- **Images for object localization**
▬▬▬▬▬▬▬▬▬▬
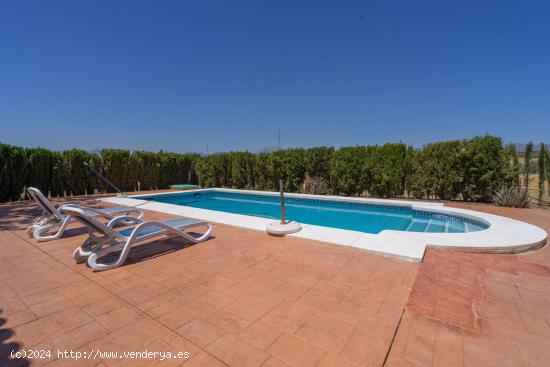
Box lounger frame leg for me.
[72,232,116,262]
[26,214,49,237]
[33,216,71,242]
[86,223,213,271]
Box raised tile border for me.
[102,188,547,262]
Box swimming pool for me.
[136,190,487,234]
[104,188,547,262]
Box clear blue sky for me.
[1,0,548,153]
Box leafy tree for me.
[409,140,462,200]
[100,149,131,192]
[403,145,415,197]
[158,152,180,189]
[197,153,229,188]
[330,146,368,195]
[0,135,522,203]
[254,153,272,190]
[136,151,161,190]
[0,144,29,201]
[369,143,407,197]
[26,148,53,195]
[460,135,509,201]
[305,147,334,182]
[62,149,94,195]
[49,151,66,197]
[228,151,255,188]
[281,148,306,191]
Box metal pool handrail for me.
[84,162,127,198]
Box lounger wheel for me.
[33,223,63,242]
[26,224,37,237]
[73,247,89,263]
[87,253,116,271]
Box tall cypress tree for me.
[508,144,520,186]
[524,142,533,190]
[539,143,546,203]
[547,147,550,197]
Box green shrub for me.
[330,146,369,195]
[197,153,229,188]
[63,149,97,195]
[460,135,511,201]
[0,144,28,201]
[254,152,273,190]
[228,151,255,189]
[281,148,306,191]
[305,147,334,182]
[136,151,161,190]
[0,135,520,203]
[369,143,407,197]
[100,149,131,192]
[26,148,52,194]
[408,140,462,200]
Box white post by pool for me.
[266,179,302,236]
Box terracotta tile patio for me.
[0,195,549,366]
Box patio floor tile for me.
[176,318,226,348]
[1,195,549,366]
[268,334,324,367]
[205,333,269,367]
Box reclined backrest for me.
[27,187,58,216]
[62,206,123,239]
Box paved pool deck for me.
[0,193,549,366]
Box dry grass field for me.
[519,174,550,206]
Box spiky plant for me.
[492,186,530,208]
[301,174,329,195]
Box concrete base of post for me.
[266,221,302,236]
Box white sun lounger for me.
[26,187,144,242]
[63,206,213,271]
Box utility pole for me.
[277,128,282,151]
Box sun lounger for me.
[26,187,144,242]
[63,206,212,271]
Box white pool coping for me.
[102,188,548,262]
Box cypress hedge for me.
[0,135,519,203]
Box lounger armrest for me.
[126,220,171,239]
[58,203,82,211]
[107,215,145,228]
[80,206,111,216]
[128,219,205,240]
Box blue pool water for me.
[136,190,488,234]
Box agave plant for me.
[492,186,530,208]
[301,174,329,195]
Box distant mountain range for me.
[88,143,549,155]
[256,146,277,154]
[511,143,550,152]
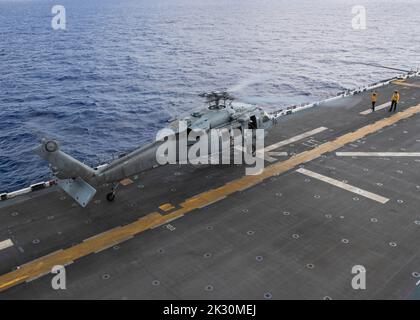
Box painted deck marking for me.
[119,178,134,186]
[233,145,269,162]
[233,146,285,163]
[1,105,420,292]
[296,168,389,204]
[336,152,420,157]
[0,239,14,251]
[235,127,327,162]
[360,102,391,115]
[159,203,175,212]
[264,127,328,152]
[267,151,288,156]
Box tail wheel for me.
[106,192,115,202]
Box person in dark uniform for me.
[389,90,400,112]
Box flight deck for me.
[0,76,420,299]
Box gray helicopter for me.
[34,91,280,207]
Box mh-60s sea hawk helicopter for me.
[34,91,281,207]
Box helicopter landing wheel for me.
[106,192,116,202]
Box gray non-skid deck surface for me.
[0,78,419,299]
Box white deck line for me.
[233,145,268,161]
[336,152,420,157]
[264,152,288,163]
[296,168,389,204]
[0,239,14,251]
[264,127,328,152]
[233,127,327,162]
[360,102,391,115]
[266,151,288,157]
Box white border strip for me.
[0,239,14,251]
[360,102,391,115]
[1,180,56,202]
[336,152,420,157]
[235,127,327,162]
[296,168,389,204]
[265,127,328,152]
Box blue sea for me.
[0,0,419,193]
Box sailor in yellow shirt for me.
[371,91,378,111]
[389,90,400,112]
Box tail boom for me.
[33,139,97,207]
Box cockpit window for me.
[191,112,202,117]
[209,103,226,110]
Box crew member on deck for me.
[389,90,400,112]
[371,91,378,111]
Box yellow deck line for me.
[158,203,175,212]
[119,178,134,186]
[1,104,420,293]
[0,276,29,290]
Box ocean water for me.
[0,0,419,193]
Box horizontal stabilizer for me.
[57,178,97,207]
▬▬▬▬▬▬▬▬▬▬
- **Exercise aim**
Where a picture appears, skip it and copy the rest of the data word for word.

- **Written reply**
Box lounger frame leg for me.
[72,232,116,262]
[26,214,49,237]
[33,216,71,242]
[86,223,213,271]
Box raised tile border for me.
[102,188,547,262]
Box swimming pool for me.
[136,190,487,234]
[104,188,547,262]
Box clear blue sky for me.
[1,0,548,153]
Box leafy tree for me.
[409,140,462,200]
[100,149,131,192]
[403,145,415,197]
[158,152,180,189]
[197,153,229,188]
[330,146,368,195]
[0,135,522,203]
[254,153,272,190]
[136,151,161,190]
[0,144,29,201]
[369,143,407,197]
[26,148,53,195]
[460,135,509,201]
[305,147,334,182]
[62,149,94,195]
[49,151,66,197]
[228,151,255,188]
[281,148,306,191]
Box metal pool handrail for me.
[84,162,127,198]
Box lounger wheel for me.
[33,223,63,242]
[26,224,37,237]
[73,247,89,263]
[87,253,116,271]
Box tall cypress tree for me.
[508,144,520,186]
[524,142,533,190]
[539,143,546,203]
[547,147,550,197]
Box green shrub for me.
[330,146,369,195]
[197,153,229,188]
[63,149,97,195]
[460,135,511,201]
[0,144,28,201]
[254,152,273,190]
[228,151,255,189]
[281,148,306,191]
[305,147,334,182]
[136,151,161,190]
[0,135,520,203]
[369,143,407,197]
[100,149,131,192]
[26,148,52,194]
[408,140,462,200]
Box white post by pool for me.
[266,179,302,236]
Box terracotta tile patio for me.
[0,195,549,366]
Box patio floor tile for me.
[176,318,226,348]
[1,195,549,366]
[268,334,324,367]
[205,333,269,367]
Box reclined backrest for me.
[27,187,58,216]
[62,206,123,239]
Box paved pool deck for me.
[0,193,549,366]
Box dry grass field for me.
[519,174,550,206]
Box spiky plant for me.
[492,186,530,208]
[301,174,329,195]
Box concrete base of post for me.
[266,221,302,236]
Box white sun lounger for me.
[26,187,144,242]
[63,206,213,271]
Box utility pole for me.
[277,128,282,151]
Box sun lounger for me.
[26,187,144,242]
[63,206,212,271]
Box white pool coping for me.
[102,188,548,262]
Box cypress hedge for me.
[0,135,519,203]
Box lounger armrest for me.
[126,220,171,239]
[58,203,82,211]
[107,215,145,228]
[80,206,111,216]
[128,219,205,240]
Box blue pool water for me.
[136,190,488,234]
Box agave plant for me.
[492,186,530,208]
[301,174,329,195]
Box distant mountain range for me.
[88,143,549,155]
[256,146,277,154]
[511,143,550,152]
Box painted deck marking for me.
[119,178,134,186]
[233,145,269,162]
[233,146,285,163]
[1,105,420,292]
[296,168,389,204]
[336,152,420,157]
[0,239,14,251]
[235,127,327,162]
[360,102,391,115]
[159,203,175,212]
[264,127,328,152]
[267,151,288,156]
Box tail wheel for me.
[106,192,115,202]
Box person in dark uniform for me.
[389,90,400,112]
Box flight deck for me.
[0,76,420,299]
Box gray helicopter for me.
[34,91,280,207]
Box mh-60s sea hawk helicopter for me.
[34,91,281,207]
Box helicopter landing wheel for me.
[106,192,116,202]
Box gray non-skid deck surface for me.
[0,78,419,299]
Box white deck line for me.
[233,145,268,161]
[336,152,420,157]
[264,152,288,163]
[296,168,389,204]
[0,239,14,251]
[264,127,328,152]
[233,127,327,162]
[360,102,391,115]
[266,151,288,157]
Box white border strip for me.
[0,239,14,251]
[360,102,391,115]
[1,180,56,202]
[336,152,420,157]
[235,127,327,162]
[296,168,389,204]
[265,127,328,152]
Box blue sea for me.
[0,0,419,193]
Box sailor in yellow shirt for me.
[371,91,378,111]
[389,90,400,112]
Box tail boom for me.
[33,139,97,207]
Box cockpit window for me.
[191,112,202,117]
[209,103,226,110]
Box crew member on deck for me.
[389,90,400,112]
[371,91,378,111]
Box yellow deck line for me.
[158,203,175,212]
[119,178,134,186]
[1,104,420,293]
[0,276,29,290]
Box ocean water for me.
[0,0,419,193]
Box horizontal stabilizer for me.
[57,178,97,207]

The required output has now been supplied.